— Start Passage given —

System and network monitoring is essential for systems administrators. There are many SNMP-based management tools -- both commercial and free -- that can be used to manage and monitor nodes on a network. There are also non-SNMP based tools, which do a good job of monitoring network nodes. In this article, I will explain how to install and use Nagios, a GPL tool written by Ethan Galstad that you can use for host and service monitoring.

Nagios is primarily based on Linux, but will run under most Unix variants. Nagios has many useful features that can help enhance performance and promote a user-friendly environment. For example, if you have a large number of Web servers running in your environment, you can monitor the HTTP service on all of them using Nagios. The best part is that you do not have to install any program on your Web servers to do the monitoring because Nagios can monitor the HTTP service remotely. Similarly, you can monitor almost any TCP- or UDP-based service that is running on any platform without having to install Nagios on any of the monitored hosts. I use Nagios to monitor services such as HTTP, DHCP, DNS, FTP, SMTP, and LDAP.

Nagios can also monitor host resources such as disk space, CPU load, log file size, running processes, and memory usage. Unlike service monitoring, host resource monitoring requires installation of the Nagios monitoring agent on the host that is being monitored. Nagios supports notification of problems and resolutions via email or pager. With the help of a plugin, Nagios can also be used to monitor SNMP-based events. Information about monitored hosts and services can be displayed in a 3-D VRML map.


You can download Nagios at: CVS-enlightened users can download Nagios source code by typing:

cvs'-'cvs login
with a blank password. For example, hit the enter key when prompted for a password and then type:

cvs -z3 co nagios
You should also check:

before attempting to download via CVS in case of any updates.

Nagios consists of a core program and some plugins. The core program calls the plugins to do the monitoring. check_smtp, for example, is a plugin that checks to see whether SMTP is running on the specified host. The core program is written in C and some of the plugins are in C as well as Perl. The core program (as of this writing) is v1.0 and can be downloaded as nagios-1.0.tar.gz.

For the purposes of this article, I will show compile and install information on a Red Hat Linux v7.2 box with kernel v2.4.7-10smp. Nagios does not require a fast machine to run, although I happen to have a dual processor 2.4-GHz Pentium IV with 4 GB of RAM on which I am running Nagios. Once you have downloaded Nagios, download the basic set of plugins from: You can start with the base set, "nagios-plugins-1.3.0.tar.gz". A list of the plugins is available at:

I performed the installation of Nagios as root and Nagios was smart enough to set the appropriate permissions as well as ownership on files. Nagios is not required to run as root, nor would I recommend it. The default user and group that Nagios configuration files contain is called "nagios".

— End Passage given —
— Start Data for processing —

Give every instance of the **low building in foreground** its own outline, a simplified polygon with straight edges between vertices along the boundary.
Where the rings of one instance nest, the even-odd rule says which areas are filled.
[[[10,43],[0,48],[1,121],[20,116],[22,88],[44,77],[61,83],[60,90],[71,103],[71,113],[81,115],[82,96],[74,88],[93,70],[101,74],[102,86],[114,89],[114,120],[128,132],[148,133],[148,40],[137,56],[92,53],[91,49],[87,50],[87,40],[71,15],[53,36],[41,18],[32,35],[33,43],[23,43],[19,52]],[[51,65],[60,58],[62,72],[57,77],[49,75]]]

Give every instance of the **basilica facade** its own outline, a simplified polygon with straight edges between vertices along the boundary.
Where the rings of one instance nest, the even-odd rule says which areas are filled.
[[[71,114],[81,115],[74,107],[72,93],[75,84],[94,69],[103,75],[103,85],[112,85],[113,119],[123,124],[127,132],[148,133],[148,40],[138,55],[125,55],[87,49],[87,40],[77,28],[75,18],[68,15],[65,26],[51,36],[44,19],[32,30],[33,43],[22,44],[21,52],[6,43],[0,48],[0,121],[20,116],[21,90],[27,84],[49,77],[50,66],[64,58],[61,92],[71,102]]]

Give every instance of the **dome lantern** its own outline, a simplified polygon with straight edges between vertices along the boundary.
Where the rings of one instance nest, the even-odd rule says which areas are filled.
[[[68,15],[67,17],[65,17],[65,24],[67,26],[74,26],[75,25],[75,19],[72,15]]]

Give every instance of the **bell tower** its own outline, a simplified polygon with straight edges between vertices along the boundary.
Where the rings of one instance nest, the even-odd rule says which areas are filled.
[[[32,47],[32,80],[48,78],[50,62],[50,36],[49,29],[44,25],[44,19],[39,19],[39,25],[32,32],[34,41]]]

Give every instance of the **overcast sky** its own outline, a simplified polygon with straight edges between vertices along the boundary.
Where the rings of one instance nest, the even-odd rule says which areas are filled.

— End Data for processing —

Problems —
- a) The Nagios article says the author uses Nagios to monitor certain services. List each of those services.
- b) Reproduce the rows from the line with "Give every instance of the **overcast" through the last line of the rows, inclusive.

Answer set —
- a) HTTP, DHCP, DNS, FTP, SMTP, LDAP

- b)
Give every instance of the **overcast sky** its own outline, a simplified polygon with straight edges between vertices along the boundary.
Where the rings of one instance nest, the even-odd rule says which areas are filled.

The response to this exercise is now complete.